BEGIN Excerpt provided

On Sun, Jul 8, 2018 at 4:47 PM, Scott Sievert ***@***.***> wrote: ***@***.**** commented on this pull request. Thanks for this implementation @mrocklin <https://github.com/mrocklin>. I've glanced at the code, but need to take time to thoroughly review. Does this clarify the ideas in #221 (comment) <#221 (comment)>? It implements starting/stopping work based on the current estimate of good/bad models (which I agree should be done in #221 <#221>). Is there anything else I should pay close attention to for #221 <#221>? ------------------------------ In dask_ml/model_selection/_incremental.py <#288 (comment)>: > + continue + time_step = meta['time_step'] + ident = meta['ident'] + + done[time_step].add(ident) + info[ident].update(meta) + history.append(meta) + + # Evolve the model by a few time steps, then call score on the last one + model = models[ident] + for i in range(time_step, next_time_step): + X_future, y_future = get_futures(i + 1) + model = client.submit(_partial_fit, model, X_future, y_future, + fit_params, priority=-i + meta['score']) + score = client.submit(_score, model, X_test, y_test, scorer, + priority=-time_step + meta['score']) Nice – the priority keyword is useful, and I wasn't aware of the implementation. I should spend some time thinking about priority. I think we want to use a multiplicative ratio to try to remove scale: priority=score / i. — You are receiving this because you were mentioned. Reply to this email directly, view it on GitHub <#288 (review)>, or mute the thread <https://github.com/notifications/unsubscribe-auth/AASszFZ9gF2CukknIBePCoxb0pFCPVRDks5uEm_GgaJpZM4VGzHI> .

mrocklin · 2018-07-16T22:23:41Z

After looking at the Incremental.fit problem I'm inclined to generalize this code a bit so that the caller provides a list of models, training and testing data, and a function that gets called after every batch of training data gets processed to determine how to proceed. That function would accept a dictionary mapping model identity to scoring information, and it would then return a dictionary showing how much further to proceed on each model before checking in again.

>>> scores  # example simplified input
{'model-1': [0.3, 0.4, 0.5, 0.6, 0.7],  # evolving
 'model-2': [0.2, 0.6, 0.6, 0.6, 0.6],  # converged
 'model-2': [0.1, 0.1, 0.1, 0.1, 0.1],  # bad
}
>>> out  # example output
{'model-1': 3  # evolve forward three more steps, then give us back the score
 'model-2': 0  # keep this around, but don't bother evolving further 
# 'model-3': ... # omit model 3 to forget about it
}

def update(scores):
    """ Something like successive halving for hyperband """

END Excerpt provided
BEGIN Records supplied

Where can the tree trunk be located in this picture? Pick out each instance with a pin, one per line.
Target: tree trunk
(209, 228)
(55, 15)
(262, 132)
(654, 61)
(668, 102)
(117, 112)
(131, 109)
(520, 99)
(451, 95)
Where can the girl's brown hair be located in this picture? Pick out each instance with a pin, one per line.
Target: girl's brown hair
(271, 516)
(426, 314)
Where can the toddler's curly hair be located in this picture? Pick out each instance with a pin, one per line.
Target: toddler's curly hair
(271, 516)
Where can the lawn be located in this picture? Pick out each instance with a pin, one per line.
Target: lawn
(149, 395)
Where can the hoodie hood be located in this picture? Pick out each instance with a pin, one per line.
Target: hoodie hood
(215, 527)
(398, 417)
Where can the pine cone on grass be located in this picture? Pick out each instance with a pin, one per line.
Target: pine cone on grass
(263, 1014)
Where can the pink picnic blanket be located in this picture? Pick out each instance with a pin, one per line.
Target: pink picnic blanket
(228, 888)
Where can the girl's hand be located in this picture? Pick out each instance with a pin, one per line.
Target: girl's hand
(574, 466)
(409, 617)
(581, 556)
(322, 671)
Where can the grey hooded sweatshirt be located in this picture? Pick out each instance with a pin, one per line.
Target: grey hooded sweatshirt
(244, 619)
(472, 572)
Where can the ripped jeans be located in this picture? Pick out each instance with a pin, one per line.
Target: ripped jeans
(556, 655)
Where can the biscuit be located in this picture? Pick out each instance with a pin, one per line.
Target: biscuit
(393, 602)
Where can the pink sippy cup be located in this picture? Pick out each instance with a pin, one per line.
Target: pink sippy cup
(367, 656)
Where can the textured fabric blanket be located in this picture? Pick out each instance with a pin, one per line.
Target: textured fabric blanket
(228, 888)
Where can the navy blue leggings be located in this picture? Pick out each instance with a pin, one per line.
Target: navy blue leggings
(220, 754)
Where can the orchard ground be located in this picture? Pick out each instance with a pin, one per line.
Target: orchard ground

END Records supplied

● Task set:
[a] Shift every point coordinate by adding 136 to each number, and give back everything in the listing from the line containing "Where can the navy" down to the end of the listing, both ends included and the requests kept.
[b] Continue the discussion of incremental model training from the point where it stops.
The listing has no connection to the discussion of incremental model training above it.

● Per-task outputs:
[a]
Where can the navy blue leggings be located in this picture? Pick out each instance with a pin, one per line.
Target: navy blue leggings
(356, 890)
Where can the orchard ground be located in this picture? Pick out each instance with a pin, one per line.
Target: orchard ground

[b]
    best = topk(n=len(scores) / 2, scores, lambda k: score[k][-1])
    additional_steps = int(...)
    return {ident: additional_steps for ident in best}

def update(scores):
    """ Something like Incremental.fit """
    assert len(score_info) == 1
    [(ident, v)] = scores.items()
    if any(score > v[-10] + tolerance for score in v[-10:]):
        return {ident: 1}  # do one more time step
    else:
        return {ident: 0}  # no more work to do, signals termination

def update(scores):
    """ Something like RandomSearchCV """
    out = {}
    for ident, v in scores:
        if any(score > v[-10] + tolerance for score in v[-10:]):
            out[ident] = 1  # keep evolving this one
        else:
            out[ident] = 0  # don't evolve this one any further, it's done

The full fit function would have the something like the following inputs:

def fit(model, parameter_list, X_train, y_train, X_test, y_test, update, fit_params, scorer):
    ...

This may not cover these cases though. Critique welcome before I invest time into this.

mrocklin · 2018-07-16T22:32:55Z

I simplified the example above significantly in an edit. Better to look on github rather than depend on e-mail.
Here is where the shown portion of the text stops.